WHAT NEEDS TO BE DONE:
Answer these questions using the essay below.
1. Which book by Ray Kurzweil does it name?
2. In which country did the debate over child care subsidies take place?
3. What does it say is enough grounds for dissolving a marriage?

EXCERPT:
–Essay–
Marriage and family are evolution’s great stabilizers. The core family unit has held through natural catastrophe and revolution. Neither Robespierre nor Hitler, not Stalin, Mao or Pol Pot managed to wipe out the family, however much they may have tried. Marriage and family have survived any and all assaults launched their way.
Until now. More threatening than the violence of the past is the silent undermining going on today. Outsourcing is sapping the core of marriage and family to the point where only their empty husks remain.
What can marriage and family still be good for in our day and age? Cohesion? When each person suffices unto him or herself, and self-realization means realization of the self on its own, the need for social cohesion evaporates.
For offspring? You don’t need marriage to bring children into the world. Not only are out-of-wedlock births on the increase, but ways of “perfecting” babies are as well. Creating artificial people is possible, as Ray Kurzweil has written in The Singularity Is Near: When Humans Transcend Biology.
Imagine a reality where people can be “optimized” as per economic requirements, genetically engineered for whatever way they will later be productive. Joblessness thus becomes obsolete: everybody occupies the professional role he or she was programmed for. Society is stabilized: no striving for upward mobility, no fears of falling off the social ladder.
Do we need marriage, a family unit, to give kids a childhood, an upbringing, an education? In Germany, the debate over child care subsidies has shown that the model of parents bringing up kids, being a part of their education, is obsolete. Parents are regarded as dilettantes; and if children are to have equal opportunity, they all have to receive the same level of professional education. Our system is thus geared now to turning kids over as soon after birth as possible to “experts.”
Children will be schooled one way or another by “experts” all through childhood. Time for non-didactic activity, all the space for childhood adventure and discovery, will be squeezed out of their existence even during holidays when learning camps — supervised by “pros,” of course — take over. Families are where kids spend the night.
Limits of marriage
As for marriage: a long marriage has come to be seen as a limitation of one’s freedom of choice. In fact any type of commitment is perceived as compromising freedom. Freedom to choose is considered the highest form of freedom. So, marriages are not contracted for life but basically until somebody better comes along.
An “until death do us part” marriage has morphed into a temporary partnership for a particular tranche of one’s life, and one with relatively little legal protection – certainly less than with rent or job contracts. “Irreconcilable differences” in a marriage is enough grounds for dissolving the union. All you need to do is get through a separation period successfully. It would not be possible to get any lighter than our divorce laws.
Western monogamy has come to resemble Eastern polygamy, except that the latter is simultaneous and the former is consecutive: instead of several people in a marriage together at the same time, we have several people filling different chunks of time separately over a lifetime. The western model is also gender neutral in that it is available to women.

SOURCE INFORMATION:
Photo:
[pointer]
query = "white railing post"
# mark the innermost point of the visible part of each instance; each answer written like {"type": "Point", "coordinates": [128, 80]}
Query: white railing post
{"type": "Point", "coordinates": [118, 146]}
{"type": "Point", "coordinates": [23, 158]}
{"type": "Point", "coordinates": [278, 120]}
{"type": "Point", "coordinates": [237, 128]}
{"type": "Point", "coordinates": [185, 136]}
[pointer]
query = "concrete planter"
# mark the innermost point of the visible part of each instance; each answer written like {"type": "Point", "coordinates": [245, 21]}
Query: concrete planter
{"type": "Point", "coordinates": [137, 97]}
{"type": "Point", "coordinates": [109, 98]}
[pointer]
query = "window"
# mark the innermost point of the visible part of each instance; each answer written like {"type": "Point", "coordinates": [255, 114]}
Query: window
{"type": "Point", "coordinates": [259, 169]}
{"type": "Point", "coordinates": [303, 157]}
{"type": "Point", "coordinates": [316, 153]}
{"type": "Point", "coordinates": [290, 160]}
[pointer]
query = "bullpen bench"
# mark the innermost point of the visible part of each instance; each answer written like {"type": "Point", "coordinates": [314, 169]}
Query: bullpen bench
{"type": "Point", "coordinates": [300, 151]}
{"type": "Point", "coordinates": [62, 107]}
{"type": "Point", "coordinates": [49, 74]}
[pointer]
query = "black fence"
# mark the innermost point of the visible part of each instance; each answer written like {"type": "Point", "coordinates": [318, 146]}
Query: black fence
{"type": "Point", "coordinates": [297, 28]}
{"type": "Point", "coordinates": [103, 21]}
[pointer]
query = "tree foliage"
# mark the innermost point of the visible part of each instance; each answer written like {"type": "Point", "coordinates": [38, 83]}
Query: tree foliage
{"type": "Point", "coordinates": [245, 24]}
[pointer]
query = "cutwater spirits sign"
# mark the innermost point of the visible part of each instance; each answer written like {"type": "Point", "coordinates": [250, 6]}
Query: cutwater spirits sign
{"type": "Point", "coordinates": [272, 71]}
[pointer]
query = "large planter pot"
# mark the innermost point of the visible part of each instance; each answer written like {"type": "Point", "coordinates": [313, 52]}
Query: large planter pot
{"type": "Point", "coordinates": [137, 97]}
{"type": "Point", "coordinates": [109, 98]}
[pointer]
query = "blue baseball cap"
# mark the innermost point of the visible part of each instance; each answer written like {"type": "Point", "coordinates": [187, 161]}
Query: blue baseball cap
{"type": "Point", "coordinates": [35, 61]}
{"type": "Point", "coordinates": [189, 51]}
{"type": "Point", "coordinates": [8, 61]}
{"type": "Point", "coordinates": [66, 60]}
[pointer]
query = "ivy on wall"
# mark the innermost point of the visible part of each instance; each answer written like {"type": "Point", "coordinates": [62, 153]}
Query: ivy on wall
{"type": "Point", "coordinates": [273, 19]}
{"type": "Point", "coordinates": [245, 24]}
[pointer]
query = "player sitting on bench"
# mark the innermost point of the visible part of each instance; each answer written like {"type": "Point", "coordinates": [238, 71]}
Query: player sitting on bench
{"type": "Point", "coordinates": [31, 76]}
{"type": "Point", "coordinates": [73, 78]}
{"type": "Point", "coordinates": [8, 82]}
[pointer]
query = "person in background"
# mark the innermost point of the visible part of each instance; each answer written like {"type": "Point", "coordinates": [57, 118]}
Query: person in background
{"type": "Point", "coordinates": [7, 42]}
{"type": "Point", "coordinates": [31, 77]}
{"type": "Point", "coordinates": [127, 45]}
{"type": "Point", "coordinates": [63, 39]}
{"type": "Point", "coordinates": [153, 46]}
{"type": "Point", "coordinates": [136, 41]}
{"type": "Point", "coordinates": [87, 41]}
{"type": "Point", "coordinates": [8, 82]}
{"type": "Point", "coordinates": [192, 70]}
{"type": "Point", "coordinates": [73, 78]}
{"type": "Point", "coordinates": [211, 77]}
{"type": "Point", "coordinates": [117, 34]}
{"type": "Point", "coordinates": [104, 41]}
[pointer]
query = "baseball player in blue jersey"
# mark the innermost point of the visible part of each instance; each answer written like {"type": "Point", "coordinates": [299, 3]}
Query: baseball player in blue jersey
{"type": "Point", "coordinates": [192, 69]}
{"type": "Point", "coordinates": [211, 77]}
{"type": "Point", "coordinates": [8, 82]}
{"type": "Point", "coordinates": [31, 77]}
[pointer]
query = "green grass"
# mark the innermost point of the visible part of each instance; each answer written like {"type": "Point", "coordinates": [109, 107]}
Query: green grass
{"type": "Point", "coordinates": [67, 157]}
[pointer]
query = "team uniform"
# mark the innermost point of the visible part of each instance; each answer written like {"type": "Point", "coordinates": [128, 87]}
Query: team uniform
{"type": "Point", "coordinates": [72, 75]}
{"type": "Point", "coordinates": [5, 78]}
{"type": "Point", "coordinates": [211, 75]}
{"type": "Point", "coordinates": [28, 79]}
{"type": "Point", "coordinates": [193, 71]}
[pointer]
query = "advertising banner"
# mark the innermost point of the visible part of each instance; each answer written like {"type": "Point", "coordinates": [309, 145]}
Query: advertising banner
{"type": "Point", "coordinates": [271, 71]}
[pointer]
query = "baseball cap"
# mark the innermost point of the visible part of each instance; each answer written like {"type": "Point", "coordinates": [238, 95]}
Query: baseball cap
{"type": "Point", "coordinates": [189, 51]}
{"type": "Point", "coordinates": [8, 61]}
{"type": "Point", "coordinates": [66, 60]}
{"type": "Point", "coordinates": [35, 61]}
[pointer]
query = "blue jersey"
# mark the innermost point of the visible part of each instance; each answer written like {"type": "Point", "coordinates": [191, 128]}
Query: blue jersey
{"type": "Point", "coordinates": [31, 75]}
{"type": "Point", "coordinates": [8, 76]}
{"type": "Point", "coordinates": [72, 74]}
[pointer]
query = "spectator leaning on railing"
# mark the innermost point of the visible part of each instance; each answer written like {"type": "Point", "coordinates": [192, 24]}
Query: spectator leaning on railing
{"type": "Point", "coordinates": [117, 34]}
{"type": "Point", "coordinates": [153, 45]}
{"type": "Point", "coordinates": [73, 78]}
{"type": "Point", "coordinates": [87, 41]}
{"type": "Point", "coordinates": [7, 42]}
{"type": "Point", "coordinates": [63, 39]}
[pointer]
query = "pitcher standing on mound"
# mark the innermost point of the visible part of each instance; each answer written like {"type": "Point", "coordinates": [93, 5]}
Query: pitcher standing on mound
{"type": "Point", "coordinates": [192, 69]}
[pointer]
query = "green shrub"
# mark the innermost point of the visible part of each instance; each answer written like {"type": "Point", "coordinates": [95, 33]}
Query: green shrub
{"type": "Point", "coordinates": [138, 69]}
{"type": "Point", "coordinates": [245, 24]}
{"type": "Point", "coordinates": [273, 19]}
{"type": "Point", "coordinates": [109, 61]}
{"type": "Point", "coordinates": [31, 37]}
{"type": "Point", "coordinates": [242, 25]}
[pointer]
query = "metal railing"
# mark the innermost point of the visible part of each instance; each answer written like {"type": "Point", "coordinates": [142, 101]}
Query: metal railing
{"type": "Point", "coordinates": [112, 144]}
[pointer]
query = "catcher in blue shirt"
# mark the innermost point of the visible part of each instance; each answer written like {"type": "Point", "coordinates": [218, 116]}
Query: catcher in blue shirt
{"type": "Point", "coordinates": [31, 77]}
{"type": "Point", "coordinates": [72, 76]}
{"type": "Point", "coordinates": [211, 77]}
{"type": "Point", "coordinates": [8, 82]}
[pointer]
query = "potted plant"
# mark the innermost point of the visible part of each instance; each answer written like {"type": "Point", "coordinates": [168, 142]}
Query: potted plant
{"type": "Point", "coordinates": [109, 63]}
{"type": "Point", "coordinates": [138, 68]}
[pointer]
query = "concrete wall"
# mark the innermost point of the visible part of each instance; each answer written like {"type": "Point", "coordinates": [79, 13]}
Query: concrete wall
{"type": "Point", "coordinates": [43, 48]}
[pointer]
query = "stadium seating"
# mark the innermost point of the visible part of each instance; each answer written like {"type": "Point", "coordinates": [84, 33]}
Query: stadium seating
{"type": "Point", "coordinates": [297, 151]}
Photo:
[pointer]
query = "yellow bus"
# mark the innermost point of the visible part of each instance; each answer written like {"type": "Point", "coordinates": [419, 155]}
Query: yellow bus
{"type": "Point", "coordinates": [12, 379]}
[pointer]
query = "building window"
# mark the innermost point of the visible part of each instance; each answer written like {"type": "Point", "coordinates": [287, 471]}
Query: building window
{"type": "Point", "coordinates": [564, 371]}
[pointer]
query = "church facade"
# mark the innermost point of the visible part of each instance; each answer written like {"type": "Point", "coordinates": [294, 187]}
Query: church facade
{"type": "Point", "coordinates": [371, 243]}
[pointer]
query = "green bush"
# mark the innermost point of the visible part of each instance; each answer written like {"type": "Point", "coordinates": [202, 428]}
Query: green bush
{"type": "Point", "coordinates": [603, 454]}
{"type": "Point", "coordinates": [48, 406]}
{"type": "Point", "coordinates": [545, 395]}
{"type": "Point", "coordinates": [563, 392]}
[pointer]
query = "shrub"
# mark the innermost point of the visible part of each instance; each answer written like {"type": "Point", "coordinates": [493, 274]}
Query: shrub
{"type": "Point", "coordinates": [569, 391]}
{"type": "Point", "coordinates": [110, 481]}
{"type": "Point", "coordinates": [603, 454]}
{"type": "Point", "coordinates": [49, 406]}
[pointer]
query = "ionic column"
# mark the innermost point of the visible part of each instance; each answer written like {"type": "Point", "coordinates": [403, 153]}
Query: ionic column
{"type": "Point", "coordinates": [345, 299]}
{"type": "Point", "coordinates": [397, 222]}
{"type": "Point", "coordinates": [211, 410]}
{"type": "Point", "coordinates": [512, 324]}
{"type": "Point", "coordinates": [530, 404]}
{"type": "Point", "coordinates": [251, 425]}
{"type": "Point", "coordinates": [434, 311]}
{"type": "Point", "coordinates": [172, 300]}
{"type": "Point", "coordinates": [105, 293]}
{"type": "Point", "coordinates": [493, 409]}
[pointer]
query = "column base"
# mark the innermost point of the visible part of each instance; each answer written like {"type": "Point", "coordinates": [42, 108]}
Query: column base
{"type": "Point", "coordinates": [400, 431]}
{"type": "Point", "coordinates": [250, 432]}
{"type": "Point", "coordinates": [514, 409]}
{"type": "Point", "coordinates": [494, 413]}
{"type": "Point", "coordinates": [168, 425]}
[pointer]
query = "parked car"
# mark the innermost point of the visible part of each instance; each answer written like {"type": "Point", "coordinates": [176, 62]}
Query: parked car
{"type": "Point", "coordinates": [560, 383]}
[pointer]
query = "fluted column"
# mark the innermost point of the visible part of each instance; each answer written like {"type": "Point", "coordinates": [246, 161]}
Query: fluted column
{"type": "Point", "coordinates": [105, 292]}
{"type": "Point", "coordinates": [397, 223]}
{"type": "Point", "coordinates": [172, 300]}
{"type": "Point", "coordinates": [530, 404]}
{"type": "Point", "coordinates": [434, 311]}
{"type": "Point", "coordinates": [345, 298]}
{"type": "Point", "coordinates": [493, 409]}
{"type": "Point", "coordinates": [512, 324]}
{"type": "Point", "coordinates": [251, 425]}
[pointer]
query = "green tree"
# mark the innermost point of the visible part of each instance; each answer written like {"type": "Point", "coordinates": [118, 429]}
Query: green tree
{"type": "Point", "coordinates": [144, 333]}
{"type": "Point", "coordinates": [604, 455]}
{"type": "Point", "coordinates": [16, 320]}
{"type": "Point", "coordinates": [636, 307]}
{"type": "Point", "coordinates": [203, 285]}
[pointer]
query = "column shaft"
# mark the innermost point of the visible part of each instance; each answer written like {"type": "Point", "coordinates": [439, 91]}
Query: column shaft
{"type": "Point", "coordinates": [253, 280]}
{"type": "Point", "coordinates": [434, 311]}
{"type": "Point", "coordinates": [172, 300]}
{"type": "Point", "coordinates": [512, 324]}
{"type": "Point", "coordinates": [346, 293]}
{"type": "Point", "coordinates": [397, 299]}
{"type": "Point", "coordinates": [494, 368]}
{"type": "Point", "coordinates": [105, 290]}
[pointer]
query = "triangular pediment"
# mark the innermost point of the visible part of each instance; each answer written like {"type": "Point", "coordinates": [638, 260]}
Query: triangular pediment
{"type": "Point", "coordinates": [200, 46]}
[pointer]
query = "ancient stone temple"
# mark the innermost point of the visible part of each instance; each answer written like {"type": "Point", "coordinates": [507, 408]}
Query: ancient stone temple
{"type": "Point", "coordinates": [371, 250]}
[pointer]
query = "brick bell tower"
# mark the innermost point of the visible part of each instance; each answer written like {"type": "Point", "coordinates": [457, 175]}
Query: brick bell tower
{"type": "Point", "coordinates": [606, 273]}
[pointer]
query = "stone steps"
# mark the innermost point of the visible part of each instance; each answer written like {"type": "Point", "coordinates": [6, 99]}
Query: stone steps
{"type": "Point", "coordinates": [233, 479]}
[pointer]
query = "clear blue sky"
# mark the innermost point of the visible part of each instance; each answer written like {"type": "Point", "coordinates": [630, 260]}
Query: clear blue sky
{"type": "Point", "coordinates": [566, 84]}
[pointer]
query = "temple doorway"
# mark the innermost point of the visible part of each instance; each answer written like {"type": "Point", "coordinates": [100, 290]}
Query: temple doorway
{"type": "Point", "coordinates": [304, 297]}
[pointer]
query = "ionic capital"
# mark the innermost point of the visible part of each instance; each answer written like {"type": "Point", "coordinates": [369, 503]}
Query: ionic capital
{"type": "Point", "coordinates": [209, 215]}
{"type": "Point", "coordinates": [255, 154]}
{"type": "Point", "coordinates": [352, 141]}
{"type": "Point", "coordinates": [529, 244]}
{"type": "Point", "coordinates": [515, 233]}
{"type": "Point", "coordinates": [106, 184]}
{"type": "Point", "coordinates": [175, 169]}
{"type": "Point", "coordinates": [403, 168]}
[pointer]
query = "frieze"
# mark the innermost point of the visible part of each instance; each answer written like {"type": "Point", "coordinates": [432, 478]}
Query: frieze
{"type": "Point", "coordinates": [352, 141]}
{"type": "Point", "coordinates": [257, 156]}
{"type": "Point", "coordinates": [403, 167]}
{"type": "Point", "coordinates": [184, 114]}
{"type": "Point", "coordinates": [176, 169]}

ANSWER FOR THE TASK:
1. The Singularity Is Near: When Humans Transcend Biology
2. Germany
3. "Irreconcilable differences"